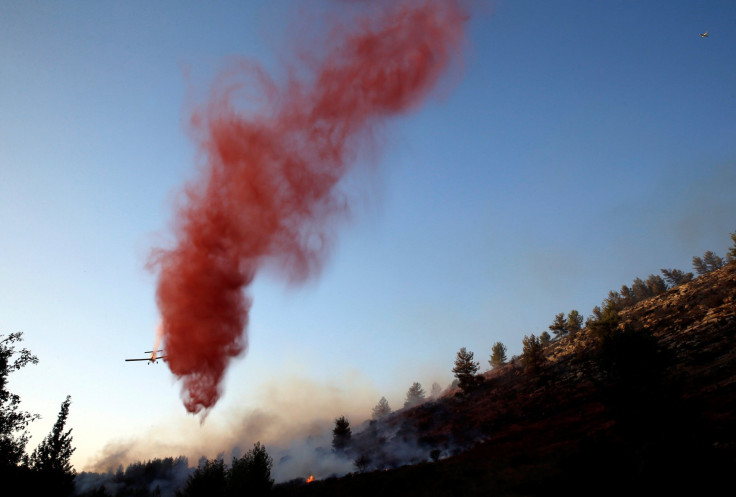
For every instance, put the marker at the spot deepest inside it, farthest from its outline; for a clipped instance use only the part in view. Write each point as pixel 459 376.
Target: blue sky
pixel 574 147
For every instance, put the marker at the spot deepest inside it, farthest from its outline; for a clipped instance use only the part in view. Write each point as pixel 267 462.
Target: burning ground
pixel 584 423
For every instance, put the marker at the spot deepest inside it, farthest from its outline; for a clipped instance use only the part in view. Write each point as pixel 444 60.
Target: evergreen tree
pixel 674 277
pixel 341 434
pixel 574 322
pixel 533 354
pixel 603 323
pixel 731 255
pixel 465 369
pixel 51 459
pixel 627 297
pixel 250 474
pixel 559 326
pixel 13 422
pixel 699 266
pixel 712 261
pixel 640 289
pixel 656 284
pixel 382 409
pixel 436 390
pixel 498 355
pixel 415 395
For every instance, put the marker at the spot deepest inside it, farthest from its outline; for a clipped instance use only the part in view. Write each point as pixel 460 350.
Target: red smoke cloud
pixel 268 187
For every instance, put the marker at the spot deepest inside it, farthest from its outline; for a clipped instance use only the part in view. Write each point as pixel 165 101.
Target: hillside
pixel 648 410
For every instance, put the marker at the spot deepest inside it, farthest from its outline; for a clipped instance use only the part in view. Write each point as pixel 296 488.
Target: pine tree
pixel 250 474
pixel 675 277
pixel 465 369
pixel 382 409
pixel 559 326
pixel 13 422
pixel 415 395
pixel 656 284
pixel 498 355
pixel 436 390
pixel 699 266
pixel 51 459
pixel 731 254
pixel 533 355
pixel 712 261
pixel 574 322
pixel 341 434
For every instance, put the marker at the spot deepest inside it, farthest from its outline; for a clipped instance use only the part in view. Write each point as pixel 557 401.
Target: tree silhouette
pixel 13 422
pixel 415 395
pixel 498 355
pixel 674 277
pixel 341 434
pixel 712 261
pixel 533 355
pixel 559 326
pixel 250 474
pixel 382 409
pixel 574 322
pixel 51 459
pixel 699 265
pixel 465 369
pixel 731 255
pixel 436 390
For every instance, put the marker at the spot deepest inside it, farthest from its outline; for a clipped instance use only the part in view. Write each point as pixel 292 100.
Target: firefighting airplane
pixel 154 356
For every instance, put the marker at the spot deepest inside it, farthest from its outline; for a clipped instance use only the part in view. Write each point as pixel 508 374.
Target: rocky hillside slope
pixel 648 410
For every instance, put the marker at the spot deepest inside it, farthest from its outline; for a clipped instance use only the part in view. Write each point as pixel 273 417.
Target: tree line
pixel 47 470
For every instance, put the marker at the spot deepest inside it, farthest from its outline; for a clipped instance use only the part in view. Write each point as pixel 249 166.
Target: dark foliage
pixel 675 277
pixel 381 410
pixel 532 356
pixel 559 325
pixel 415 395
pixel 341 434
pixel 498 355
pixel 250 474
pixel 13 421
pixel 51 459
pixel 465 370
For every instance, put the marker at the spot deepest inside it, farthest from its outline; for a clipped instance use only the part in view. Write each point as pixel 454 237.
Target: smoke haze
pixel 268 189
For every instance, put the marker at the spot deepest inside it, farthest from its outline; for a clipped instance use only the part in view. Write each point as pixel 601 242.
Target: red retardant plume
pixel 268 185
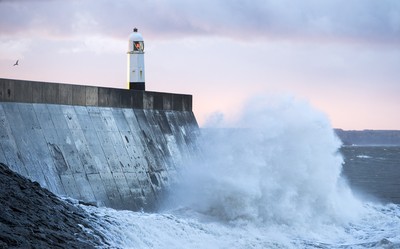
══════════════════════════════
SHORT PROBLEM: Rewrite the listing above as a Markdown table with the columns "Item" and "Text", numbering each non-blank line in order. Begin at the line that has "pixel 267 462." and stop after the line that has "pixel 584 423".

COMPLETE RESPONSE:
| Item | Text |
|---|---|
| 1 | For every instance, put the marker at the spot deepest inside it, farthest from its outline; for a clipped instance use only the part in view. Write each point as pixel 267 462. |
| 2 | Target: burning ground |
| 3 | pixel 584 423 |